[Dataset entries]
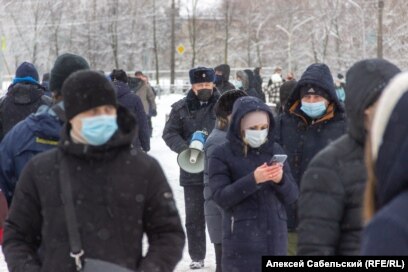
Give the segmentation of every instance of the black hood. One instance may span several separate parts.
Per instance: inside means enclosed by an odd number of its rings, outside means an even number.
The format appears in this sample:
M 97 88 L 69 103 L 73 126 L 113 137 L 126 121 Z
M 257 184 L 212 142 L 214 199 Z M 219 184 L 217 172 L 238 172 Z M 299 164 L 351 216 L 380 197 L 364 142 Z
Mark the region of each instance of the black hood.
M 237 148 L 237 150 L 242 151 L 244 147 L 244 142 L 242 141 L 241 138 L 241 120 L 247 113 L 253 111 L 264 111 L 268 113 L 270 121 L 268 141 L 274 140 L 273 130 L 275 128 L 275 121 L 269 106 L 262 102 L 262 100 L 260 100 L 259 98 L 253 96 L 244 96 L 238 98 L 238 100 L 235 101 L 234 103 L 234 107 L 232 109 L 231 123 L 227 132 L 227 139 L 231 142 L 233 148 Z
M 118 130 L 104 145 L 92 146 L 74 143 L 70 136 L 71 125 L 67 122 L 62 130 L 59 148 L 70 155 L 89 160 L 110 160 L 120 151 L 131 149 L 136 135 L 136 120 L 123 106 L 117 108 Z
M 231 69 L 230 69 L 230 66 L 228 64 L 218 65 L 217 67 L 214 68 L 214 70 L 222 72 L 222 81 L 223 82 L 229 81 Z
M 364 111 L 377 101 L 388 82 L 401 70 L 383 59 L 355 63 L 346 76 L 348 133 L 361 145 L 365 142 Z
M 339 112 L 344 112 L 344 108 L 336 95 L 336 88 L 334 86 L 330 69 L 323 63 L 315 63 L 307 67 L 306 71 L 302 74 L 302 77 L 297 82 L 295 89 L 289 97 L 288 102 L 286 103 L 285 111 L 289 111 L 292 105 L 300 100 L 300 90 L 303 86 L 308 84 L 316 85 L 327 92 L 329 100 L 335 104 L 336 110 Z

## Problem to solve
Copy the records above exactly, leaving out every picture.

## Result for this exercise
Give the segmentation of every instance of the black hood. One instance may span several separate parts.
Per instance: inside means enclosed by an odd number of its rings, outside means an even number.
The format appears in this sample:
M 97 88 L 69 103 L 73 126 L 113 137 L 126 121 Z
M 257 184 L 212 142 L 214 199 Z M 219 184 L 217 172 L 238 172 Z M 299 164 L 351 216 L 380 197 L 364 142 Z
Mark the region of each instance of the black hood.
M 237 148 L 237 150 L 242 151 L 244 147 L 244 142 L 242 141 L 241 138 L 241 120 L 247 113 L 253 111 L 264 111 L 268 113 L 270 121 L 268 141 L 274 140 L 273 130 L 275 128 L 275 121 L 269 106 L 262 102 L 262 100 L 260 100 L 259 98 L 253 96 L 244 96 L 238 98 L 238 100 L 235 101 L 234 103 L 234 107 L 232 109 L 231 123 L 227 132 L 227 139 L 231 142 L 233 148 Z
M 118 130 L 104 145 L 92 146 L 74 143 L 70 136 L 71 125 L 67 122 L 62 130 L 59 148 L 70 155 L 89 160 L 110 160 L 120 151 L 131 149 L 136 135 L 136 120 L 123 106 L 117 108 Z
M 231 69 L 230 69 L 230 66 L 228 64 L 218 65 L 217 67 L 214 68 L 214 70 L 222 72 L 222 81 L 223 82 L 229 81 Z
M 364 111 L 377 101 L 388 82 L 401 70 L 383 59 L 355 63 L 346 76 L 348 133 L 361 145 L 365 142 Z
M 339 112 L 344 112 L 344 108 L 336 95 L 336 88 L 334 86 L 330 69 L 323 63 L 315 63 L 307 67 L 306 71 L 302 74 L 302 77 L 297 82 L 295 89 L 289 97 L 288 102 L 286 103 L 285 111 L 289 111 L 292 105 L 300 100 L 300 90 L 303 86 L 308 84 L 316 85 L 327 92 L 329 100 L 335 104 L 336 110 Z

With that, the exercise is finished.